Extract every record, exactly as written, and ignore the pictures.

===== Listed entries =====

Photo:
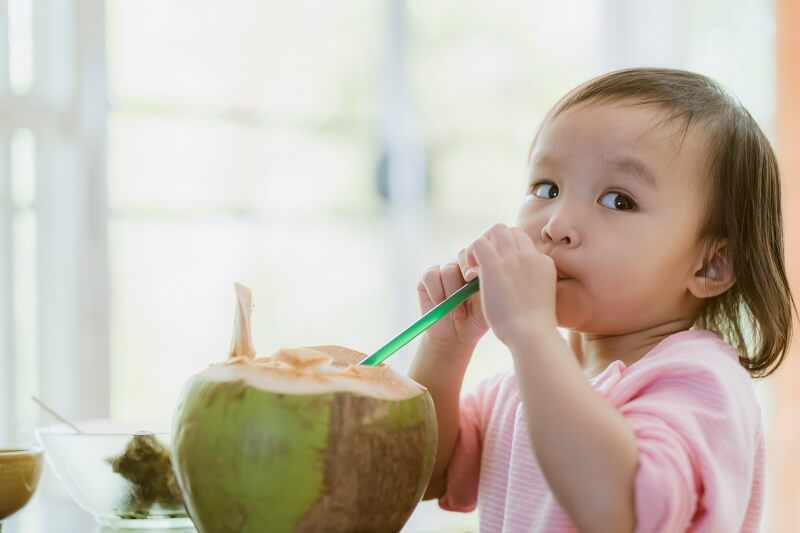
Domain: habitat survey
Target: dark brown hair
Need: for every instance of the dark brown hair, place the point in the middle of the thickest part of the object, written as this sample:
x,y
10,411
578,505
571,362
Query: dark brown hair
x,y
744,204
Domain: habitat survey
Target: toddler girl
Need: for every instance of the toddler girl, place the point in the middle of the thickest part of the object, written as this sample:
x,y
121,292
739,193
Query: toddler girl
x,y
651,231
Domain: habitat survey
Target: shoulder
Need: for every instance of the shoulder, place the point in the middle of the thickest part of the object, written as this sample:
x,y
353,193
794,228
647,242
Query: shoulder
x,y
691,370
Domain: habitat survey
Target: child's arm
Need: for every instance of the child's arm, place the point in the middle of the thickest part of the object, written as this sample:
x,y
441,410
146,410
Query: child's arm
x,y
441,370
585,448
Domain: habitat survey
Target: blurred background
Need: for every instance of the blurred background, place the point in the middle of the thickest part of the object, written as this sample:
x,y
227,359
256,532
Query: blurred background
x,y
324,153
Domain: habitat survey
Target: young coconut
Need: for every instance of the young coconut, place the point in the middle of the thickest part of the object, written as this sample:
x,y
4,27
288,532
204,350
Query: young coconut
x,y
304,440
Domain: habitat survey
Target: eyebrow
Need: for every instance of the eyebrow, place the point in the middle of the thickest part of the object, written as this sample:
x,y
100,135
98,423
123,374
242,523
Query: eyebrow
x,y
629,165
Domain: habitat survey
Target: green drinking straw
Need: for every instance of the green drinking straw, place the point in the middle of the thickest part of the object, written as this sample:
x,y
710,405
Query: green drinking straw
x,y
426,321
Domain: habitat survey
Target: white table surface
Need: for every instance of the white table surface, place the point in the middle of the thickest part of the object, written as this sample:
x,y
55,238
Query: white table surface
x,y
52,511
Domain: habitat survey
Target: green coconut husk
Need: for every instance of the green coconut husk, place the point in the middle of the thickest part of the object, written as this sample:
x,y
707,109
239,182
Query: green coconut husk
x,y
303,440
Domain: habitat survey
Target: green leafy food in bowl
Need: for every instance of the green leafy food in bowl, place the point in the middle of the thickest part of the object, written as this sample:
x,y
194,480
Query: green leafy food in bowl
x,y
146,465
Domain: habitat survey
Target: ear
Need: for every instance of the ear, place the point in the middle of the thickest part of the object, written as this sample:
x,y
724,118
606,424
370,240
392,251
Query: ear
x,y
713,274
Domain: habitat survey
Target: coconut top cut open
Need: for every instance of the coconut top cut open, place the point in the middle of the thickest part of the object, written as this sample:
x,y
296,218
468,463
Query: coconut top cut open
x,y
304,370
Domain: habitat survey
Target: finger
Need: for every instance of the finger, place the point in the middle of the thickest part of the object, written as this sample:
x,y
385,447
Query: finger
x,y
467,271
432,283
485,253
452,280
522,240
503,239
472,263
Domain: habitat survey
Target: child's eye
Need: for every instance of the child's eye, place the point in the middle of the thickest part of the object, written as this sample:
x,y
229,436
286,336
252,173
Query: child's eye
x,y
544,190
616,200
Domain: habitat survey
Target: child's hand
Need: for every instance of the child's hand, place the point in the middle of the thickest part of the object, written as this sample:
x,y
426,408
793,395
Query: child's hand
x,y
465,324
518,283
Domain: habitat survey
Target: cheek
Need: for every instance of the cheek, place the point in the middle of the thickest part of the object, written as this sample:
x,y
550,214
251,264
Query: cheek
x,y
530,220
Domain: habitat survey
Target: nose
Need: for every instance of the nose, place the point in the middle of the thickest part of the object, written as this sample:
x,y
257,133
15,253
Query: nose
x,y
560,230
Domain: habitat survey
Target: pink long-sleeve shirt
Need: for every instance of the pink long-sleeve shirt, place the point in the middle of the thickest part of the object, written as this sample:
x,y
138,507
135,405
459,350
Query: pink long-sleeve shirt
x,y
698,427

=====

Written solution:
Photo:
Domain: habitat survey
Target: dark brown hair
Need: for every instance of the dark brown hair, place the point in the middle of the thickest part of the object, written as this sample:
x,y
10,411
578,505
571,362
Query: dark brown hair
x,y
744,204
Domain: habitat survey
Target: toddler girl
Need: for every instance of the toddler girl, place the point in the middle of the thickest part of the object, written as this sample:
x,y
121,292
739,193
Query: toddler girl
x,y
651,231
Domain: habitat survey
Target: shoulder
Need: for every instance of the shoulder, place the point in the middle of the thickest part of the object, written as this sample:
x,y
353,193
794,228
647,242
Query: shoulder
x,y
691,370
Domain: habitat survey
Target: child's arm
Need: for every instance of the child's arm, place the point in the middle of the thickest part of the object, written as this sample:
x,y
441,410
146,410
Query: child's arm
x,y
441,370
585,448
Domain: habitat survey
Target: blurred background
Need: for every instance of the blurred background, place the point in the middle of the thickest part of the object, written as this sample:
x,y
227,359
256,532
Query: blurred background
x,y
324,153
Domain: habitat survey
Target: young coconut
Need: for every instance of the young coconut, place the point in the middle of the thickest part of the object, written as this sample:
x,y
4,27
288,532
204,350
Query: young coconut
x,y
304,440
Domain: habitat survey
Target: eyebrow
Need: for every instance of the eyebrow, place the point in the middle of the thickest part of the object, written as this sample:
x,y
100,135
98,423
123,374
242,523
Query: eyebrow
x,y
629,165
Domain: habitat survey
Target: green drinking straw
Need: for every instance of the green drinking straw, place the point in the middle of the thickest part of the object, written as this sample:
x,y
710,405
Query: green drinking straw
x,y
426,321
Domain: habitat survey
Target: white table surface
Need: for every instance of the white table surface, place the point in the middle of the thickest part of the object, written as this sample:
x,y
55,238
Query: white table surface
x,y
52,511
Domain: habitat survey
Target: green coconut husk
Need: for every instance of the green coconut husk, place the point in the middle of the thickest part of the object, written as this sample:
x,y
707,109
239,182
Query: green coconut husk
x,y
303,440
Domain: habitat survey
Target: green leafy food in bowl
Need: for every instance of the green leafy food in bowl, place the point in the middle of the thickest part of the object, written as this sample:
x,y
194,480
Query: green leafy food in bowl
x,y
146,465
Domain: habitat survey
Target: ear
Need: for every instance of the ear, place the point in the middle of the thickest part of the object, written as this sample:
x,y
724,118
606,424
370,240
392,251
Query: ear
x,y
713,274
Domain: habitat survey
Target: coconut top cut open
Need: for every instance of the coconut top cut open, place the point in the middle of the thickest part of the object, written as this sample:
x,y
296,218
468,463
Query: coconut top cut open
x,y
304,370
Domain: habitat survey
Target: finger
Need: for every instance of the finger, place the point in the middle of the thickest part of the object, written as this sample:
x,y
385,447
Query: finger
x,y
467,271
432,283
485,253
452,280
522,240
503,239
472,263
Domain: habitat survey
Target: child's eye
Need: for every instance of the child's eye, place the point in the middle of the thickest part of the object, written as this sample:
x,y
229,436
286,336
252,173
Query: child's eye
x,y
544,190
616,200
Domain: habitat survey
Target: child's hand
Need: for every instance of the child's hand, place the point in the middle of the thickest part of the object, written as this sample:
x,y
426,408
793,395
Query: child's hand
x,y
465,324
518,283
Domain: habitat survey
Target: cheek
Need: for every instance of the cheek, place the point in the middle of the thickest part of the object, written as this sample:
x,y
550,214
251,264
Query: cheek
x,y
530,220
Domain: habitat survey
Target: nose
Need: for every instance of the nose, place the point in the middle of the thickest part of the object, written as this sample:
x,y
257,133
15,253
Query: nose
x,y
560,230
Domain: habitat survey
Target: pink long-sleeve shirt
Need: for every instance of the pink long-sleeve shirt, place the point in the middle of the thickest part of the object, written as this sample:
x,y
138,507
135,405
459,350
Query: pink long-sleeve shirt
x,y
698,427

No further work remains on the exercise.